**Work required:** Reproduce every one of the records below verbatim, omitting the pictures from your reproduction.

## START

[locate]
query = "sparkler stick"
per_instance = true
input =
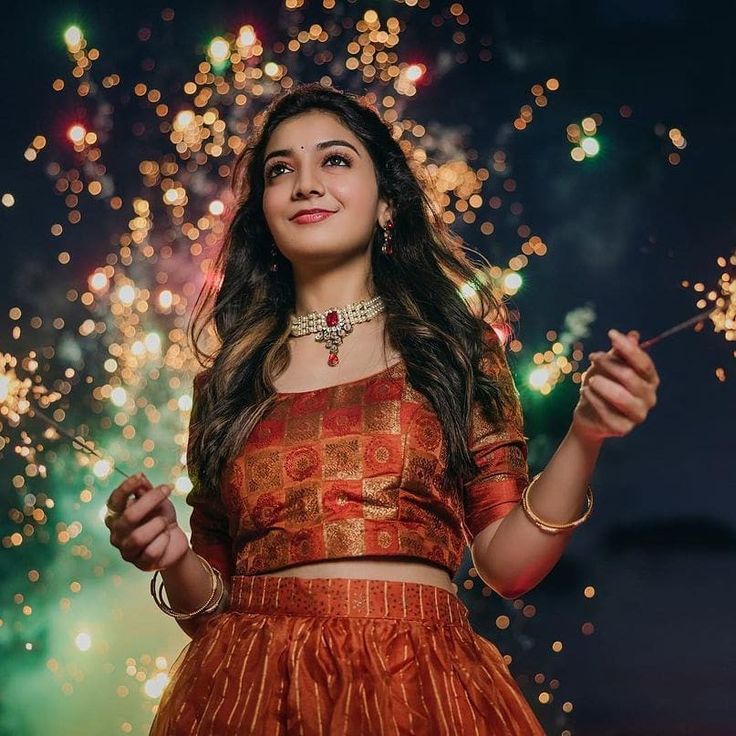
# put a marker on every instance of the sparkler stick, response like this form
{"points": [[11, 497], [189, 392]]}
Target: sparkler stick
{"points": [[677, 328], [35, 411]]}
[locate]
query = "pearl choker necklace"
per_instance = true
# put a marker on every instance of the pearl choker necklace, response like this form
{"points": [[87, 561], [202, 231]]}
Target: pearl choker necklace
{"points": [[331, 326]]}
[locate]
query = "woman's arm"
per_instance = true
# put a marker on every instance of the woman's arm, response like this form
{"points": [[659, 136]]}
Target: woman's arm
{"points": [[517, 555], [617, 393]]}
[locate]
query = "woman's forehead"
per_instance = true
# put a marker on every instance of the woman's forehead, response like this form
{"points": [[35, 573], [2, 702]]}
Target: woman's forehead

## END

**Exercise output:**
[locate]
query = "sparkler stick"
per_instance = true
input =
# put a marker on every instance of the sparkler stick, response like this form
{"points": [[11, 497], [189, 392]]}
Target: sparkler stick
{"points": [[677, 328], [35, 411]]}
[locate]
query = "pearl choker necklace"
per_instance = true
# put a marker on every instance of the pearl choker necklace, response like this form
{"points": [[87, 561], [202, 231]]}
Target: pearl choker necklace
{"points": [[331, 326]]}
[locate]
query = "woman's arm"
per_instance = true
# put a marker on every instance of the woman's arm, response like this form
{"points": [[659, 136]]}
Target: woman's arm
{"points": [[517, 555], [617, 393]]}
[locate]
query = "woman's forehead"
per_instance = true
# put a marker on every instance of the woman's forehead, response like this form
{"points": [[35, 573], [2, 702]]}
Target: woman's forehead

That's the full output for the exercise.